__Quoted text__:
Something on the radio, completely unrelated to IT Project Management, leapt out the other day and planted a project leadership thought starter.

My inspiration was John Brant, producer of touring musical “Come From Away” who was sharing backstage secrets with Matinee, the musical theatre radio station. Now, it’s obvious when you watch a play that what happens on stage is choreographed to the max, but it didn’t occur to me how much attention to detail goes into what happens off stage too – to make sure props are where they need to be, actors have the right clothing on for the scene and are positioned in the right spot to make their entrance.

“Everything is choreographed, everything that’s going on behind the scenes is choreographed as well,” Brant explained, “It’s 100 minutes of basically beautifully choreographed theatre … we see half of that … you know the audience facing that … but there is so much going on behind the scenes with our crew and with our cast. There’s no fat on it, it’s all so precise because it has to be … you’ve got to put that chair down and, maybe, walk over to a person who’s going to hand you a jacket or go over to someone and give them a phone.”

__Task instructions__:
1 - Shorten the paragraph that begins "My inspiration was John Brant" from the passage about backstage choreography, keeping its main facts.
2 - In the passage about backstage choreography, how long does Brant say the show runs?
3 - Carry the passage about backstage choreography forward from its last sentence.

[Pointing dataset records]

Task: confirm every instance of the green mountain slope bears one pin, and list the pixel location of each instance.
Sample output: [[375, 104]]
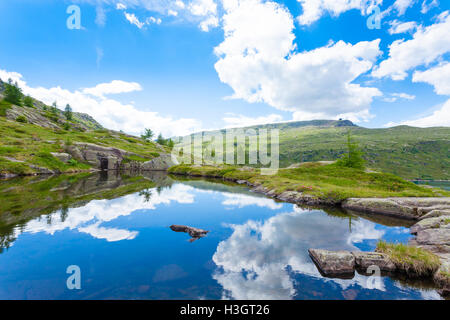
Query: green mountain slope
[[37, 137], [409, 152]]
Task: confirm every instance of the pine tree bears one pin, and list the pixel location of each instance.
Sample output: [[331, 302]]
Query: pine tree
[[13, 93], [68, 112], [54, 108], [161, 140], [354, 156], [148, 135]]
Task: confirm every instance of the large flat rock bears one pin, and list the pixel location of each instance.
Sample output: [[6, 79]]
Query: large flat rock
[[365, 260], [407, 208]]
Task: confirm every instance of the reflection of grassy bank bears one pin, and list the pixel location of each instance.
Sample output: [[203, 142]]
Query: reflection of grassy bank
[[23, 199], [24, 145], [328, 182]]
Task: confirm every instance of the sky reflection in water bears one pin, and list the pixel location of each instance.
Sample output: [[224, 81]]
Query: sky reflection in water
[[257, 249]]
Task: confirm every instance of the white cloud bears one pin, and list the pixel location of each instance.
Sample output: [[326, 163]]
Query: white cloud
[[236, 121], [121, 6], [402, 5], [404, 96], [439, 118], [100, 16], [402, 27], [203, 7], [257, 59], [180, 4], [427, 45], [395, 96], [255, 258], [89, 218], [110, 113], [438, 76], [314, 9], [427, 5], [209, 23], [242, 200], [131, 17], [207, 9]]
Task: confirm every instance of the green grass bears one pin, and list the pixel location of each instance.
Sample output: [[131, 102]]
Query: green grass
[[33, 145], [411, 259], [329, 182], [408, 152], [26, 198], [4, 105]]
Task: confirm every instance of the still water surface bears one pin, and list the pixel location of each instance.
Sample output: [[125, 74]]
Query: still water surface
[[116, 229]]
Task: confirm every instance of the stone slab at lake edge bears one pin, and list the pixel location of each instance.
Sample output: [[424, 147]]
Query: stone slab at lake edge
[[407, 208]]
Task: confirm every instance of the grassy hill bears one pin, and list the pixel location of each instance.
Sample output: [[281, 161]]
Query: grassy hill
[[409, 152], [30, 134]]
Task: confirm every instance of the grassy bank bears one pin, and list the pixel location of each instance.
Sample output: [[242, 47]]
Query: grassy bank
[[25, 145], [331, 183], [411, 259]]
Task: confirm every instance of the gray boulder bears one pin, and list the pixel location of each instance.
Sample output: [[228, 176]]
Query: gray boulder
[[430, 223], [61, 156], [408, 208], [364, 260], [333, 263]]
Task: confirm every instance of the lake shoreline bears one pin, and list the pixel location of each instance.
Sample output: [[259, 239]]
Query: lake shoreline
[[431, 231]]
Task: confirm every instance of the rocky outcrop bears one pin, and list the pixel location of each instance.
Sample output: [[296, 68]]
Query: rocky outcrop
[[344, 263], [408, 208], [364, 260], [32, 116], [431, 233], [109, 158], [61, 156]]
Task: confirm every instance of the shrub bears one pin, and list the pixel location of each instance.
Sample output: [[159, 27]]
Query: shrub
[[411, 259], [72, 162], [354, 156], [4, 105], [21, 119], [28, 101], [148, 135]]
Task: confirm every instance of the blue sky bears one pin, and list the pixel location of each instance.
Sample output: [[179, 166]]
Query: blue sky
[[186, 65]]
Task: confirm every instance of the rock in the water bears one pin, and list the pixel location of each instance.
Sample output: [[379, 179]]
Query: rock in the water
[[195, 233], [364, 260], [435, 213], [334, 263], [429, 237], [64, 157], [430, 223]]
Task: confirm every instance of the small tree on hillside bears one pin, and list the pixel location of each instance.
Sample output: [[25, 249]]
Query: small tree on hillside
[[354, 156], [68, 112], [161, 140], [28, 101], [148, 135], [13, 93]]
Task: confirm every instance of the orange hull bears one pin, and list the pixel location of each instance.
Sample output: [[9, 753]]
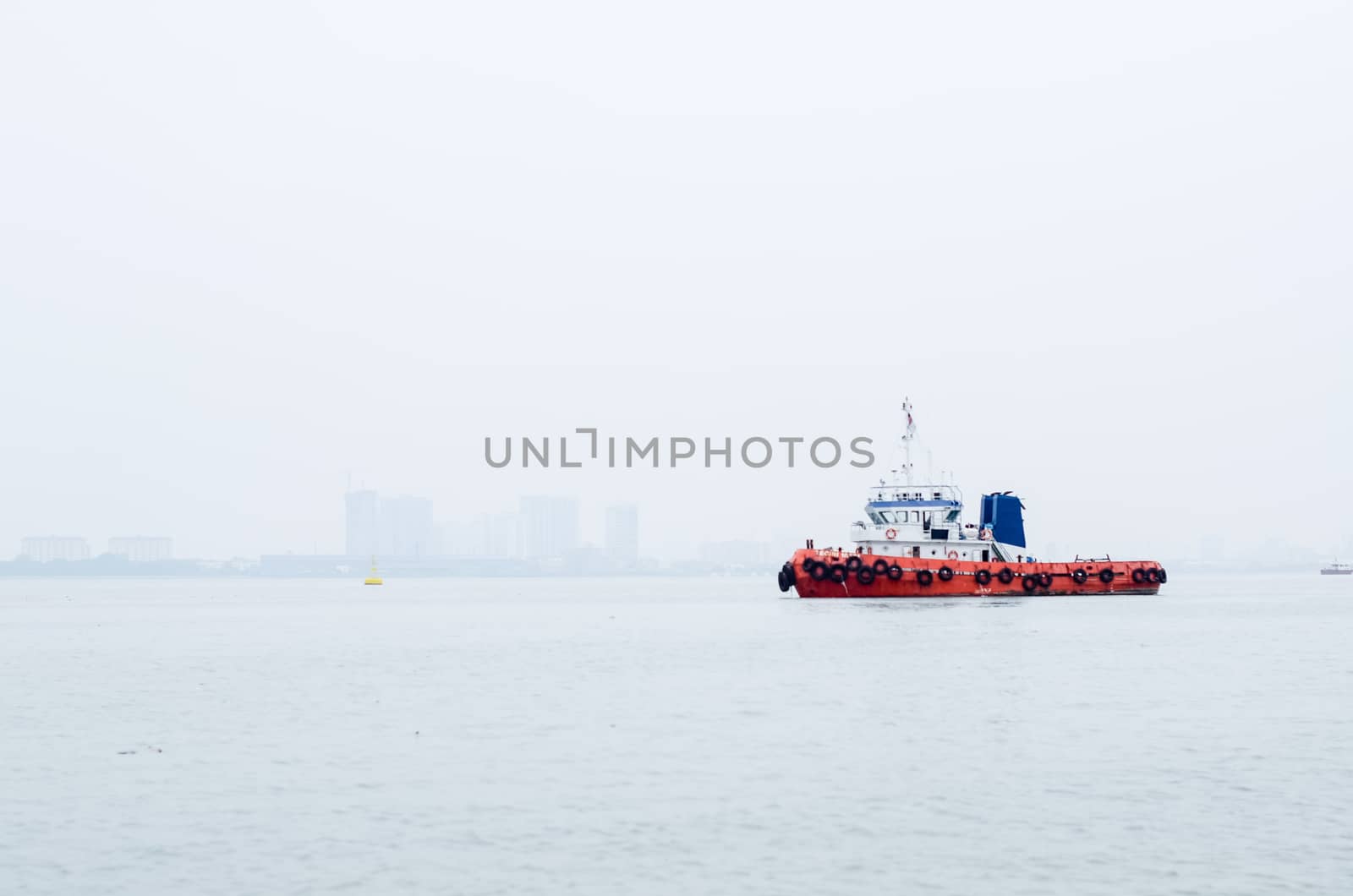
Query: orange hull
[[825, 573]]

__Responses in order__:
1 - John Brant, producer of the touring musical "Come From Away," shared backstage secrets on Matinee, the musical theatre radio station. Stage action in a play is obviously choreographed, but the off-stage work also takes close attention to detail: props must be where they need to be, actors must wear the right clothing for each scene, and they must stand in the right spot to make their entrance.

2 - He says it is 100 minutes.

3 -
“THERE’S NO FAT ON I.T.”

In IT Project Management we put so much effort into choreographing our deliverables and outcomes, the part of the process that our “audience” sees, but how much thought goes into what happens out of sight, behind the curtain?

Are there “unseen” aspects of our IT Project delivery processes that don’t get the love and attention afforded to the more visible areas, and could that be costing us in terms of returned value? What if there were no fat on our I.T. projects?

Choreographing these areas felt like an obvious and easy win, so I asked a handful of colleagues and project leaders for their thoughts.

Three clear themes emerged – three opportunities where we could all channel our inner Arlene Phillips.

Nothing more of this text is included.